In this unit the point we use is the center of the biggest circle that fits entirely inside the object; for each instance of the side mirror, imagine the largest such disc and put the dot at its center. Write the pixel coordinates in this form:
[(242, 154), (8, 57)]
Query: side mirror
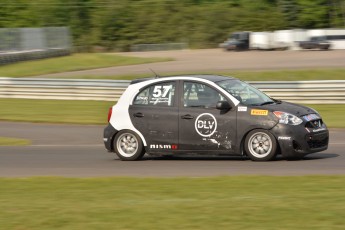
[(223, 105)]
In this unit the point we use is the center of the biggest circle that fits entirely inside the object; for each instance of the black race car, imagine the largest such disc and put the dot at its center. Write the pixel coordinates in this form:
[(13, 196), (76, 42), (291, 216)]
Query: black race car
[(212, 115)]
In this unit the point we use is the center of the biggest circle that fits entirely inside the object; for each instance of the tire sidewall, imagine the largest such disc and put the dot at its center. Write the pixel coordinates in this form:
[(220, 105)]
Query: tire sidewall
[(140, 150), (272, 152)]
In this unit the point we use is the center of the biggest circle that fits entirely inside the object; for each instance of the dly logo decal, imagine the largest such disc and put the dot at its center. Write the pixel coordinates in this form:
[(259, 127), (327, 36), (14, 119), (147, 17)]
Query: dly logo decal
[(205, 124)]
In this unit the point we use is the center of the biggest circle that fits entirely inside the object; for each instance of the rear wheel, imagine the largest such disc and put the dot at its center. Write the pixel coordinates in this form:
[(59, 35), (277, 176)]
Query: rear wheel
[(128, 146), (260, 145)]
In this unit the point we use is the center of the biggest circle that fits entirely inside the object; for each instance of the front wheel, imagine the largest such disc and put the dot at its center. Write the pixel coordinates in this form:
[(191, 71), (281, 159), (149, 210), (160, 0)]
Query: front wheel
[(260, 145), (128, 146)]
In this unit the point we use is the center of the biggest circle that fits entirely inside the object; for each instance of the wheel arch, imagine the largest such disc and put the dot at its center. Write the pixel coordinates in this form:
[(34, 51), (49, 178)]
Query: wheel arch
[(242, 142)]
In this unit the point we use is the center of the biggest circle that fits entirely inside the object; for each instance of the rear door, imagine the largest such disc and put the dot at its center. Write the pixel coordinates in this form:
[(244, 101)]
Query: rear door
[(155, 114), (202, 127)]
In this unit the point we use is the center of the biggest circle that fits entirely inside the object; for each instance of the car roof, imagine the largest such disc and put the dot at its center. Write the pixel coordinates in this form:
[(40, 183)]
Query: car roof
[(213, 78)]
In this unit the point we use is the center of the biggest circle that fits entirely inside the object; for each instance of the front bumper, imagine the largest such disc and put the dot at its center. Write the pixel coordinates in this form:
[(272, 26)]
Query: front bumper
[(108, 137), (298, 141)]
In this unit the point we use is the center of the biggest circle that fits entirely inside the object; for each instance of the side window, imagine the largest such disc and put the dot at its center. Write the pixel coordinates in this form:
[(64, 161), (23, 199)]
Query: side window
[(200, 95), (162, 94)]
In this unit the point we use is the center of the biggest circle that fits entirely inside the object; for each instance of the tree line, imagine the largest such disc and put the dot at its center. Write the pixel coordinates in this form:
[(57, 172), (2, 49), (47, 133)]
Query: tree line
[(118, 24)]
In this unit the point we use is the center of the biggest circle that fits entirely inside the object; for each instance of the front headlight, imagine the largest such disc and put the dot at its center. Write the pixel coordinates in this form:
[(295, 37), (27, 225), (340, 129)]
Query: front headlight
[(287, 118)]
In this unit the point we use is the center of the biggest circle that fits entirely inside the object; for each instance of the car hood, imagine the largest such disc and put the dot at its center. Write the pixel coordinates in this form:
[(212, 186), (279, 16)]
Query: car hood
[(294, 109)]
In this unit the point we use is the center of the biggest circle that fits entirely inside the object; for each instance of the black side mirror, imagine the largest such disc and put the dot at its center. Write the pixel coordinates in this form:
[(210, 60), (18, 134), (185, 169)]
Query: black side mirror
[(223, 105)]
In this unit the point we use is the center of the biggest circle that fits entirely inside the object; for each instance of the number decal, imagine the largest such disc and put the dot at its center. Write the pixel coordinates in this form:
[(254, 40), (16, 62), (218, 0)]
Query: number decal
[(161, 90)]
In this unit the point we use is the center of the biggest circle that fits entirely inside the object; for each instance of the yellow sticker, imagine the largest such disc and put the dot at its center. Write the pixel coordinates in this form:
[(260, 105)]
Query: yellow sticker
[(259, 112)]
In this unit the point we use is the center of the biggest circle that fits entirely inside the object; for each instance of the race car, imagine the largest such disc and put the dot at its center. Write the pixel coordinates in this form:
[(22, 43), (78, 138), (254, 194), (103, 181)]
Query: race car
[(210, 115)]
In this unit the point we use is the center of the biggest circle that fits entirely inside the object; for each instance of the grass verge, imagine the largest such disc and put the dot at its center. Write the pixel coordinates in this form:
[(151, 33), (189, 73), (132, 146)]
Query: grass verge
[(71, 63), (9, 141), (269, 75), (95, 112), (244, 202), (55, 111)]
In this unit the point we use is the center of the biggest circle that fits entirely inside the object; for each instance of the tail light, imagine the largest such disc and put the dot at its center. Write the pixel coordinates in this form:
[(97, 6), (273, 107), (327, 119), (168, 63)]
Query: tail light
[(109, 113)]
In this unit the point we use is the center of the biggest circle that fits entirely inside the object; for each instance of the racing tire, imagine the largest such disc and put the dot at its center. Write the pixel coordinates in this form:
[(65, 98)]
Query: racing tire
[(128, 146), (260, 145)]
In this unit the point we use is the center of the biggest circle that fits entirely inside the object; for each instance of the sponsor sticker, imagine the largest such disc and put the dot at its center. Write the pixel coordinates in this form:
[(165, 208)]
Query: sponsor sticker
[(284, 138), (242, 108), (159, 146), (319, 130), (205, 125), (259, 112)]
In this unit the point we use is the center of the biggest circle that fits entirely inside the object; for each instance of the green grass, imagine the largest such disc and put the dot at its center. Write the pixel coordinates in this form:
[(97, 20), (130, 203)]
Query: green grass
[(95, 112), (244, 202), (71, 63), (9, 141), (55, 111), (268, 75)]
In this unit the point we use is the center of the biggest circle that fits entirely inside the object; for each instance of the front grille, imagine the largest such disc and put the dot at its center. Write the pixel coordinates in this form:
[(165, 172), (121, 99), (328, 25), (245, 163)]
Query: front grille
[(314, 124), (317, 141)]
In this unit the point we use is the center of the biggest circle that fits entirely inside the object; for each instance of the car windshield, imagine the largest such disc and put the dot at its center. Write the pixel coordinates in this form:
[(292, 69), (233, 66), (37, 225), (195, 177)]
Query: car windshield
[(245, 93)]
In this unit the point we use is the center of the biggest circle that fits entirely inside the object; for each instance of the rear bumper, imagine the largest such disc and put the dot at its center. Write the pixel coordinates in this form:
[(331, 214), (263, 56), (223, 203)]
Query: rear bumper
[(108, 137)]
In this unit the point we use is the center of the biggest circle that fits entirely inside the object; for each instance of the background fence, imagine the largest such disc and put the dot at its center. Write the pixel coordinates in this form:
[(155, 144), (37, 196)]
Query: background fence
[(20, 44), (318, 92)]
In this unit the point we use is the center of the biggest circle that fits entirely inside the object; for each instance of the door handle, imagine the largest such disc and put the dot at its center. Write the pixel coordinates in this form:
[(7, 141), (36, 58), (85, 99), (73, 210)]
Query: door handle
[(138, 115), (187, 116)]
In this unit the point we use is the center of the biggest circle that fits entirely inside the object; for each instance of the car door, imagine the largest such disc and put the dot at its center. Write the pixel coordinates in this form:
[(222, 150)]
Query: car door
[(154, 113), (203, 127)]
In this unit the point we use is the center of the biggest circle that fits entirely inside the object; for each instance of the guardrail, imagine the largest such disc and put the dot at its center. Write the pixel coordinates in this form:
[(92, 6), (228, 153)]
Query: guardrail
[(318, 92)]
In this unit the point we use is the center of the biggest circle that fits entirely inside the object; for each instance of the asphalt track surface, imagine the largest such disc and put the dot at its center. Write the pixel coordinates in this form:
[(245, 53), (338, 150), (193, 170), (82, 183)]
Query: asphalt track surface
[(77, 151), (211, 60)]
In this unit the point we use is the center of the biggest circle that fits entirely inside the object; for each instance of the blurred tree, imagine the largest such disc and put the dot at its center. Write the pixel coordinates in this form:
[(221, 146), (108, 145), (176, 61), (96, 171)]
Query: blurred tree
[(118, 24), (290, 12)]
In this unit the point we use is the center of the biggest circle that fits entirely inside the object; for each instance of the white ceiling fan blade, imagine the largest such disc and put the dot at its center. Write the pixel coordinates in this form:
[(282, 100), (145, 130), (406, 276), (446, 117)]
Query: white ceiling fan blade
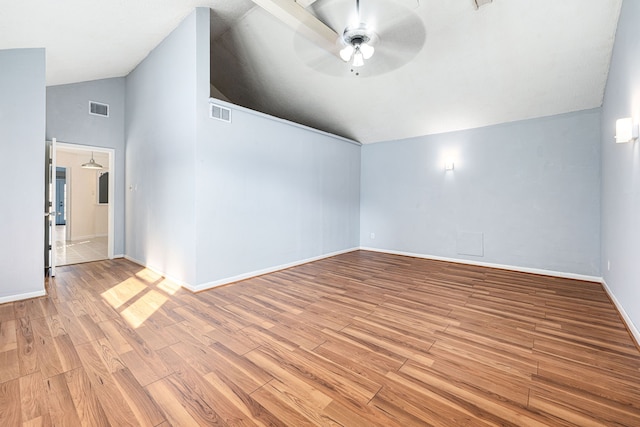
[(295, 16)]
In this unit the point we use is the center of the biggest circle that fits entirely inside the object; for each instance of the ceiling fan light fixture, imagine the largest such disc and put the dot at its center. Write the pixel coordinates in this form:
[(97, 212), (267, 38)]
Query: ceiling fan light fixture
[(358, 58), (358, 45)]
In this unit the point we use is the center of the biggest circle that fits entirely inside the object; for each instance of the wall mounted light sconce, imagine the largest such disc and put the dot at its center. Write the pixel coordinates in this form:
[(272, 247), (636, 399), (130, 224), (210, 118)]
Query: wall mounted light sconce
[(626, 130)]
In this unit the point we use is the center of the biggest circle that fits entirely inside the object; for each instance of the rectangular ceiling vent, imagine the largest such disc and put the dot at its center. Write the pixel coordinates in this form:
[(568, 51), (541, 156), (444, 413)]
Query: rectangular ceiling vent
[(478, 3), (98, 109), (220, 113)]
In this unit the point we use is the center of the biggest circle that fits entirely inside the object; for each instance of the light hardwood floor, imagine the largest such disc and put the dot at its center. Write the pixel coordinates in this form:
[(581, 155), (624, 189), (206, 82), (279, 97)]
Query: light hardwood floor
[(361, 339)]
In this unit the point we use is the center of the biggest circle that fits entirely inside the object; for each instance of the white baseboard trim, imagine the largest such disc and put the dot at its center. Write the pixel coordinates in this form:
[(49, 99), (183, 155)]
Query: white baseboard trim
[(244, 276), (492, 265), (625, 317), (19, 297), (87, 237)]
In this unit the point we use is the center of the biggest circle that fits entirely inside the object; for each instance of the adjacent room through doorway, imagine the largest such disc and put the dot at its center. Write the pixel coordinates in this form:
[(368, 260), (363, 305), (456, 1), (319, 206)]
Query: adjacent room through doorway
[(82, 205)]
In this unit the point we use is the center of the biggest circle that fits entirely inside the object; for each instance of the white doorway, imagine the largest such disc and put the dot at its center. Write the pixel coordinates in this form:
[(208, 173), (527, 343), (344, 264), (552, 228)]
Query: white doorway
[(84, 212)]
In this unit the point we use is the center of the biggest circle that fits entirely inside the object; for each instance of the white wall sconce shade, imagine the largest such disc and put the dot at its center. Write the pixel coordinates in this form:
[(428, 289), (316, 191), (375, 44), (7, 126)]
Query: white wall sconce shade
[(626, 130)]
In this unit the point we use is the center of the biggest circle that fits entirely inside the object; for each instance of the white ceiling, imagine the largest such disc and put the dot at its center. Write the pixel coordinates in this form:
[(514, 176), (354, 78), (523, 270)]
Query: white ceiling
[(462, 68)]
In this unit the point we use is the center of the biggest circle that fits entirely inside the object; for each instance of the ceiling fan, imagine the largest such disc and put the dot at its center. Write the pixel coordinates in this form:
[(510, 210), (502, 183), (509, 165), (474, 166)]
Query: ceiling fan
[(338, 39)]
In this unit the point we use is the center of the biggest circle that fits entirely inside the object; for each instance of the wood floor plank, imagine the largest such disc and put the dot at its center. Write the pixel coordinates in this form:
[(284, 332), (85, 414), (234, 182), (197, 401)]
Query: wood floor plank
[(60, 402), (32, 397), (359, 339), (10, 410), (88, 407)]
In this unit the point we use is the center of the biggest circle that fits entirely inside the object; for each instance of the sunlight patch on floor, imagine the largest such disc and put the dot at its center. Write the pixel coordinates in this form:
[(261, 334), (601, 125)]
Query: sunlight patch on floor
[(138, 312), (169, 287), (123, 292)]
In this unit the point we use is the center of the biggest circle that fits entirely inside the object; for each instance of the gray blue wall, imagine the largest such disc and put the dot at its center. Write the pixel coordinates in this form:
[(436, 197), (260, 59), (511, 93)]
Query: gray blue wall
[(270, 194), (211, 201), (22, 149), (69, 121), (160, 156), (530, 190), (621, 170)]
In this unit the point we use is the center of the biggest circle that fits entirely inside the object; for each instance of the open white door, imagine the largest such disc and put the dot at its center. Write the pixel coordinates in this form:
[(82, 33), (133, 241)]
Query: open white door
[(50, 208)]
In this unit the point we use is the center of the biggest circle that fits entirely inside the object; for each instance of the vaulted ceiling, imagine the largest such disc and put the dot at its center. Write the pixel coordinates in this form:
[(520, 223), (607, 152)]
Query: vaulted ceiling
[(439, 65)]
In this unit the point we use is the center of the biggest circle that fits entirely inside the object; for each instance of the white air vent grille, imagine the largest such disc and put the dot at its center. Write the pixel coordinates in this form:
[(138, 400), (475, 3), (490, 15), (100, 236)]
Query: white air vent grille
[(98, 109), (219, 112)]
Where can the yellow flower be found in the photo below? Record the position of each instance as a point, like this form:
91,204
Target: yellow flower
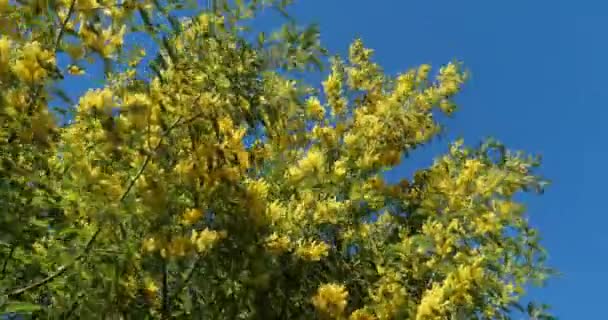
361,314
313,251
315,108
75,70
277,244
4,5
331,299
191,216
205,240
149,245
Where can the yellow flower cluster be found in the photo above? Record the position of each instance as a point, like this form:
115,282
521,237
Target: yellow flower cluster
331,299
191,216
34,64
312,250
277,244
456,290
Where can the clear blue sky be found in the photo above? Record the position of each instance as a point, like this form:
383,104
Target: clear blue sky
539,84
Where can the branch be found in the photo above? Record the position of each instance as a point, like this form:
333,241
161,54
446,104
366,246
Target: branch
165,313
9,257
64,24
59,271
188,277
62,269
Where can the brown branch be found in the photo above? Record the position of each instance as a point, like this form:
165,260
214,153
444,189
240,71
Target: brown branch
165,312
8,258
64,24
188,277
62,269
59,271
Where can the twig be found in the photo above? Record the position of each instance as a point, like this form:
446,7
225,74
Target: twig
188,277
64,24
165,292
9,257
60,270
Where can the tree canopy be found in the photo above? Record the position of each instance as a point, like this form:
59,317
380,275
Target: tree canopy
208,180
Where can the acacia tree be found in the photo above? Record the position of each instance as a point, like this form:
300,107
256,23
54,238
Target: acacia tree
209,183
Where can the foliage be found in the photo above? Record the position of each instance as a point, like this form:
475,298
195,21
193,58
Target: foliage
208,183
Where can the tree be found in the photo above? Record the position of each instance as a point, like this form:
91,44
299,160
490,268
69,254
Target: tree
209,183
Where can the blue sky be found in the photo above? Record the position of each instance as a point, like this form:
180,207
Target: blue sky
539,75
539,78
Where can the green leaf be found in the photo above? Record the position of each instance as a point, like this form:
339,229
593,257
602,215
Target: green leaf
20,307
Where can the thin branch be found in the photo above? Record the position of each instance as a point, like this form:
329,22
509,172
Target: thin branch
188,277
9,257
165,313
60,270
64,24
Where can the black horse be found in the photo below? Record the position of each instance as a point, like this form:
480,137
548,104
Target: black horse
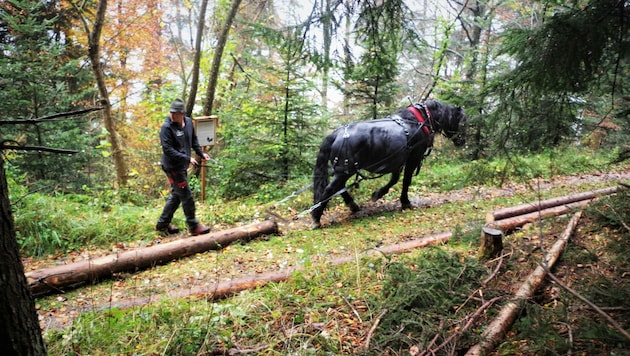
382,146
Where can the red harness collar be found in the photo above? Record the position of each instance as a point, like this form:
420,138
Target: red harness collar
421,119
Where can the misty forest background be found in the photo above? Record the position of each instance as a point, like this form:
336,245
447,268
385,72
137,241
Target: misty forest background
533,76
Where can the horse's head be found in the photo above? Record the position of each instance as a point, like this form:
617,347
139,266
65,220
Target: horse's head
451,121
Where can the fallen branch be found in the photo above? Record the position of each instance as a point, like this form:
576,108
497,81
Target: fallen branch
54,279
224,289
497,329
601,312
506,225
549,203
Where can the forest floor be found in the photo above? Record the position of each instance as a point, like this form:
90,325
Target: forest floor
58,311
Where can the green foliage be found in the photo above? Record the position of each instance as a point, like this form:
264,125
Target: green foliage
419,293
40,75
371,81
270,141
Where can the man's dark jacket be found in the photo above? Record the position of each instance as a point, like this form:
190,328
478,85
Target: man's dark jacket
177,143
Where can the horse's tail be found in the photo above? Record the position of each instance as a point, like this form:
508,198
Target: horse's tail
320,172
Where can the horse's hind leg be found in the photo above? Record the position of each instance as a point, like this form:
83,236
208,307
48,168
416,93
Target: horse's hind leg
347,198
337,184
378,194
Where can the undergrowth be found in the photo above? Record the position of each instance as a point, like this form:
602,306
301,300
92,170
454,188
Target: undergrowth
52,225
395,304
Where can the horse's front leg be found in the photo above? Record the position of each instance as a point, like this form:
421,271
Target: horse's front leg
347,198
378,194
404,194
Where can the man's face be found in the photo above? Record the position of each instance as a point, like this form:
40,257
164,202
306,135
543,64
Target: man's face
177,117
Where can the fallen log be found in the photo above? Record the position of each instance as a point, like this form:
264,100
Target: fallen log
509,224
491,243
224,289
549,203
495,332
55,279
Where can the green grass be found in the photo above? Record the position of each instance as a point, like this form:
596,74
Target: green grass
322,309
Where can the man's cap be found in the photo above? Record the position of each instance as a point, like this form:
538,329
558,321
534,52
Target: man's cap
177,106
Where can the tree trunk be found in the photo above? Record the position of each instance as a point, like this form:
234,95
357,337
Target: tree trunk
194,85
549,203
94,38
509,224
216,59
51,280
495,332
19,326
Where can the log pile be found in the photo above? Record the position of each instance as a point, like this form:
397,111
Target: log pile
502,221
55,279
495,332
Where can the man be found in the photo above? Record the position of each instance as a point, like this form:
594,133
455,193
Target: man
178,138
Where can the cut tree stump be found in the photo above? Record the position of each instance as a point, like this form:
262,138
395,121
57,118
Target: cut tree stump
498,328
491,243
54,279
224,289
509,224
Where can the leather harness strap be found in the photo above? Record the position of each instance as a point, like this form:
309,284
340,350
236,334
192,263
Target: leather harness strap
425,125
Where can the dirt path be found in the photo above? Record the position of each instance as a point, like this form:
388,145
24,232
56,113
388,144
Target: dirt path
58,311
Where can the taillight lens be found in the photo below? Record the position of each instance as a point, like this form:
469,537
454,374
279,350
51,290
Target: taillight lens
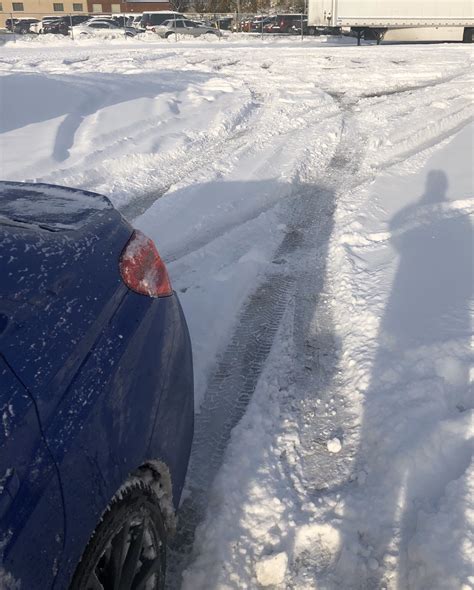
142,269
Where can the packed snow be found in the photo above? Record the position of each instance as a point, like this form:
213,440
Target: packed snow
313,202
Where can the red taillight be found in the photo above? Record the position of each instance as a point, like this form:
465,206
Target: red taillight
142,269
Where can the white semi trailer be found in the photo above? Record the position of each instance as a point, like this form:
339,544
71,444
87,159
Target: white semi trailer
396,20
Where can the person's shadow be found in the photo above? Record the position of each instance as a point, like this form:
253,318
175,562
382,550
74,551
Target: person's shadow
419,387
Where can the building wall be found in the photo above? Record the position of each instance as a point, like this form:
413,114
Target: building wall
118,6
40,8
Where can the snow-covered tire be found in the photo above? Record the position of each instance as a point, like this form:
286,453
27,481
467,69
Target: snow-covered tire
128,543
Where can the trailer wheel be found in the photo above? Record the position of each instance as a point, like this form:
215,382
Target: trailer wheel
468,36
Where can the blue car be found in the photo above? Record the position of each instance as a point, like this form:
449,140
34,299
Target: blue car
96,395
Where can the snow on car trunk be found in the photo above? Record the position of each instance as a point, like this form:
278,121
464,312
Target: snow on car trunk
312,202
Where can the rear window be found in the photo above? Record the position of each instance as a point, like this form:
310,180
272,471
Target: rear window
51,207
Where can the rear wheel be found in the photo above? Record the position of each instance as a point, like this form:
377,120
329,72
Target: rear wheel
128,548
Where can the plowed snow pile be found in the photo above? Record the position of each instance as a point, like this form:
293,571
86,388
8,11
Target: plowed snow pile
314,204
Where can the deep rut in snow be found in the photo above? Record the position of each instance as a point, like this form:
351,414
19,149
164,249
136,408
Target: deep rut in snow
299,268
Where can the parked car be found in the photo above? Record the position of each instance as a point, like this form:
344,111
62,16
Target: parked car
38,27
103,28
284,23
184,27
96,394
20,26
156,18
56,27
224,22
257,25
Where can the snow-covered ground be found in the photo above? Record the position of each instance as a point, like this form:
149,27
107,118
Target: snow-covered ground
313,202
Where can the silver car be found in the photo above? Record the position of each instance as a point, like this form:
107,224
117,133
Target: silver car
182,26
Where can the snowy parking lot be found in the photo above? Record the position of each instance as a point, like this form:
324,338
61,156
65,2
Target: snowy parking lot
313,202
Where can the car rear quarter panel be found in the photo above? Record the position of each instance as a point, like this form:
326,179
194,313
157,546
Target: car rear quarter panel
131,402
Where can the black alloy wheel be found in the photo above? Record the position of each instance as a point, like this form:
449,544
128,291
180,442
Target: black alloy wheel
128,548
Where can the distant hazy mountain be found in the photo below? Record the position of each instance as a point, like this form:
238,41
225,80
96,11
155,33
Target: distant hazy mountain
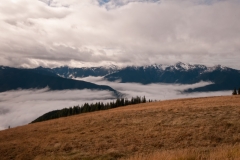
13,78
68,72
224,78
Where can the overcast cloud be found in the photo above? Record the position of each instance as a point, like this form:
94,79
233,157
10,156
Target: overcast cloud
123,32
23,106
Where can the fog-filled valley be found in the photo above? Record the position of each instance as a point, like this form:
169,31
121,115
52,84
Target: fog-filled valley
20,107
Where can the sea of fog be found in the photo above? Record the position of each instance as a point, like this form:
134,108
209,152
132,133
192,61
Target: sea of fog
23,106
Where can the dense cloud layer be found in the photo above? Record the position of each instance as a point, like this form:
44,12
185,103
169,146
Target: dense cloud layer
123,32
22,107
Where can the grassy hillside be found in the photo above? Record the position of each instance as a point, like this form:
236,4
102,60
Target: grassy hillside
191,127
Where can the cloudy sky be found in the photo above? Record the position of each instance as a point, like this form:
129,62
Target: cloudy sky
122,32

Task to complete: Return the lines of the items above word for word, starting at the line that contains "light fixture, imagine" and ending at the line that contains "[(97, 212), (267, 38)]", with both of those lines included.

Solution:
In this unit the point we use is the center of the biggest circle that fits entirely inside the object; for each instance of the ceiling fan light fixture, imagine the largest such disc and put the dot at its center. Write the pixel coordinates in this form:
[(97, 212), (267, 38)]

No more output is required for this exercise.